Text provided ▸
.....

You are viewing a plain text version of this content. The canonical link for it is here.
Posted to user@hbase.apache.org by Chris Tarnas <cf...@email.com> on 2012/04/14 18:49:25 UTC

manually splitting Hlogs

Hello all,

We had a node die on us, and the master could not recover the HLogs due to timeout issues, but HBase stayed up and all of the regions were re-assigned. The node crashed hard (IT is investigating why) so we were not able to just restart it.

I looked into org.apache.hadoop.hbase.regionserver.wal.HLog --split  and didn't see any notes about not running on a live cluster so I ran it and it ran fine.  Was it safe to run with hbase up? Were the newly created files correctly added to the existing regions?

thanks,
-chris

Re: manually splitting Hlogs

Posted by Stack <st...@duboce.net>.
And what as the timeout issue?
St.Ack

On Sat, Apr 14, 2012 at 3:23 PM, Stack <st...@duboce.net> wrote:
> On Sat, Apr 14, 2012 at 9:49 AM, Chris Tarnas <cf...@email.com> wrote:
>> I looked into org.apache.hadoop.hbase.regionserver.wal.HLog --split  and didn't see any notes about not running on a live cluster so I ran it and it ran fine.  Was it safe to run with hbase up? Were the newly created files correctly added to the existing regions?
>>
>
> Should be fine w/ hbase up -- thats how the split is usually done.
>
> The newly created files were not added to the regions is my guess
> since we only check for their presence on region open.
>
> Can you see what new files were made and where?  Reassign those
> regions and that should pick up the edits made by your split.
>
> What version of hbase Chris?
>
> St.Ack

Re: manually splitting Hlogs

Posted by Chris Tarnas <cf...@email.com>.

.....

Material shown ▸
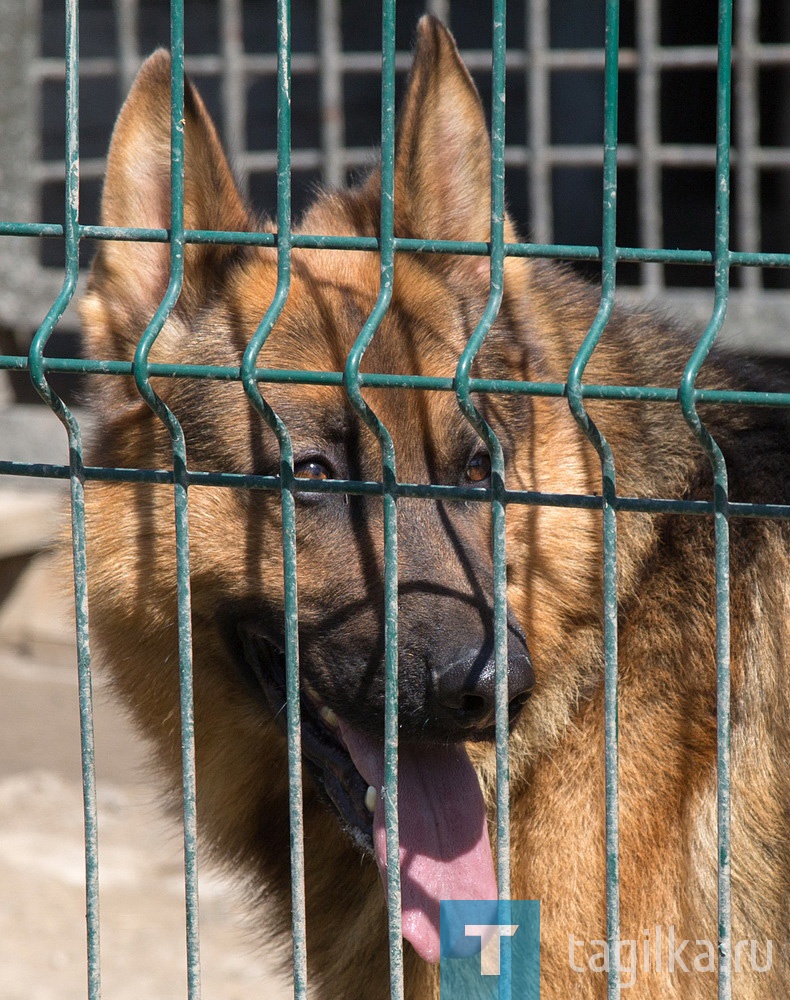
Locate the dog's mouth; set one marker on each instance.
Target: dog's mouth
(323, 749)
(444, 849)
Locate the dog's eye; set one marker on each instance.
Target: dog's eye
(312, 468)
(479, 468)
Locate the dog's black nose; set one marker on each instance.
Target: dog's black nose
(463, 691)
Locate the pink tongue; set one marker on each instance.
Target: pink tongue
(444, 848)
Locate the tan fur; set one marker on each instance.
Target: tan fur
(667, 633)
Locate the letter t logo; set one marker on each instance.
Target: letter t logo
(490, 935)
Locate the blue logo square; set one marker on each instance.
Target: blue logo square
(490, 949)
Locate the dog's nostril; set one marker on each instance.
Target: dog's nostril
(473, 704)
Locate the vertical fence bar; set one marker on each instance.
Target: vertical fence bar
(649, 139)
(540, 195)
(609, 493)
(181, 493)
(493, 444)
(71, 232)
(720, 496)
(331, 79)
(351, 380)
(287, 500)
(748, 178)
(234, 79)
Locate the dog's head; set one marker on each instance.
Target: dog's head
(445, 568)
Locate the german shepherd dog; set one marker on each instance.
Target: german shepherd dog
(667, 679)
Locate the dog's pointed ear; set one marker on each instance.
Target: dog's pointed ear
(129, 279)
(443, 153)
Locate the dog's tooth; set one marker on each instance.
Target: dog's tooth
(328, 716)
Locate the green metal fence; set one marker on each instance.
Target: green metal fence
(721, 259)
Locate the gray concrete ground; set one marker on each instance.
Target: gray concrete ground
(42, 906)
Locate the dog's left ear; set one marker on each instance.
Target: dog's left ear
(443, 153)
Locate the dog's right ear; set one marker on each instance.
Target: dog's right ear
(129, 279)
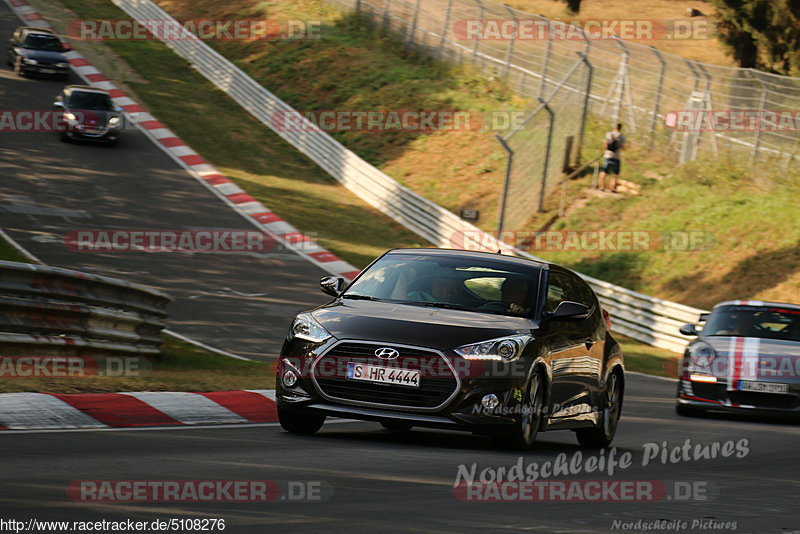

.....

Aim of the exercise ▸ Could you write out the entire thread about manually splitting HLogs again, word for word? The records come from a separate source.

The solution ▸
You are viewing a plain text version of this content. The canonical link for it is here.
Posted to user@hbase.apache.org by Chris Tarnas <cf...@email.com> on 2012/04/14 18:49:25 UTC

manually splitting Hlogs

Hello all,

We had a node die on us, and the master could not recover the HLogs due to timeout issues, but HBase stayed up and all of the regions were re-assigned. The node crashed hard (IT is investigating why) so we were not able to just restart it.

I looked into org.apache.hadoop.hbase.regionserver.wal.HLog --split  and didn't see any notes about not running on a live cluster so I ran it and it ran fine.  Was it safe to run with hbase up? Were the newly created files correctly added to the existing regions?

thanks,
-chris

Re: manually splitting Hlogs

Posted by Stack <st...@duboce.net>.
And what as the timeout issue?
St.Ack

On Sat, Apr 14, 2012 at 3:23 PM, Stack <st...@duboce.net> wrote:
> On Sat, Apr 14, 2012 at 9:49 AM, Chris Tarnas <cf...@email.com> wrote:
>> I looked into org.apache.hadoop.hbase.regionserver.wal.HLog --split  and didn't see any notes about not running on a live cluster so I ran it and it ran fine.  Was it safe to run with hbase up? Were the newly created files correctly added to the existing regions?
>>
>
> Should be fine w/ hbase up -- thats how the split is usually done.
>
> The newly created files were not added to the regions is my guess
> since we only check for their presence on region open.
>
> Can you see what new files were made and where?  Reassign those
> regions and that should pick up the edits made by your split.
>
> What version of hbase Chris?
>
> St.Ack

Re: manually splitting Hlogs

Posted by Chris Tarnas <cf...@email.com>.